[Coordinate labeling data]
--

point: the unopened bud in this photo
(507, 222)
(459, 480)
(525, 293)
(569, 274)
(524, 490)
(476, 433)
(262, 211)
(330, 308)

--

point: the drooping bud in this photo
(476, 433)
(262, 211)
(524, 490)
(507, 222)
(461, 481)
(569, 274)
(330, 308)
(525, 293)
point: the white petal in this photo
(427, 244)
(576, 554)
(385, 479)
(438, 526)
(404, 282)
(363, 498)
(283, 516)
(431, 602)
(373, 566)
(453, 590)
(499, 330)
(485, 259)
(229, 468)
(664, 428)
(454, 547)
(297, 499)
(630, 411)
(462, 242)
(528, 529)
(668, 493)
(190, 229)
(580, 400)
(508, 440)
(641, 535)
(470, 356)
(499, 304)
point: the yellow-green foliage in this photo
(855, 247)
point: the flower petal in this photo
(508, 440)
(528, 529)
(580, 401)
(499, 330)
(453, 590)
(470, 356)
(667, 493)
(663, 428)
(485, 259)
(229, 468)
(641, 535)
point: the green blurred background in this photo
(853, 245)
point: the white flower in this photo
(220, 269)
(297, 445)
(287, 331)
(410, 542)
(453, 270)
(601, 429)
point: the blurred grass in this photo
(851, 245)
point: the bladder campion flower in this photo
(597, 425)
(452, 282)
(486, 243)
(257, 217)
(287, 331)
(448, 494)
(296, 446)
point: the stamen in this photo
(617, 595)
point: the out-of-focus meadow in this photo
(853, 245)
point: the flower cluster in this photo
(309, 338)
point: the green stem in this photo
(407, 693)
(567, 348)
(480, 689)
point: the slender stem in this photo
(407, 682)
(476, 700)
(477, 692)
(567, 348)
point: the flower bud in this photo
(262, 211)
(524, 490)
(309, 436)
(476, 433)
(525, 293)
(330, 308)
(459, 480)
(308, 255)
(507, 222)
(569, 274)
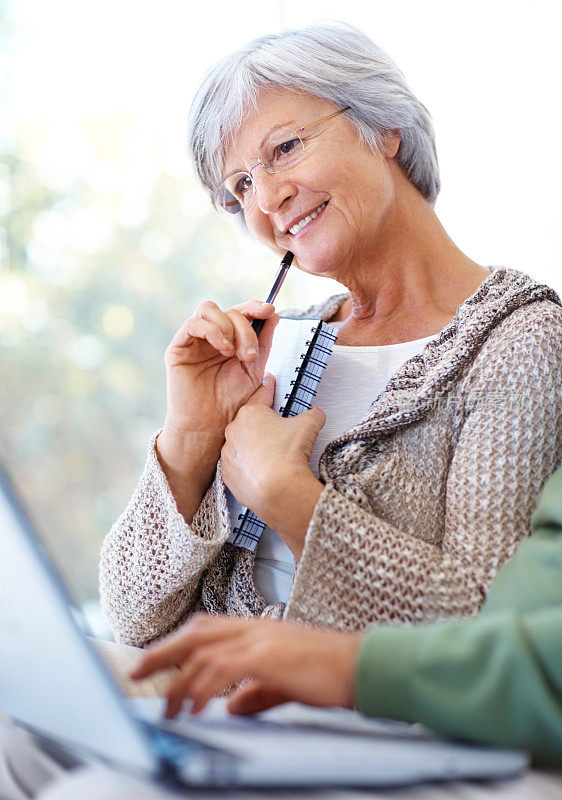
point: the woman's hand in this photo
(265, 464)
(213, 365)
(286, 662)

--

* _Problem requirements_: Filter the lines above and copy out each one that contains the string "stem". Case counts.

* _Finished task_:
point: the green stem in this photo
point: the slender stem in this photo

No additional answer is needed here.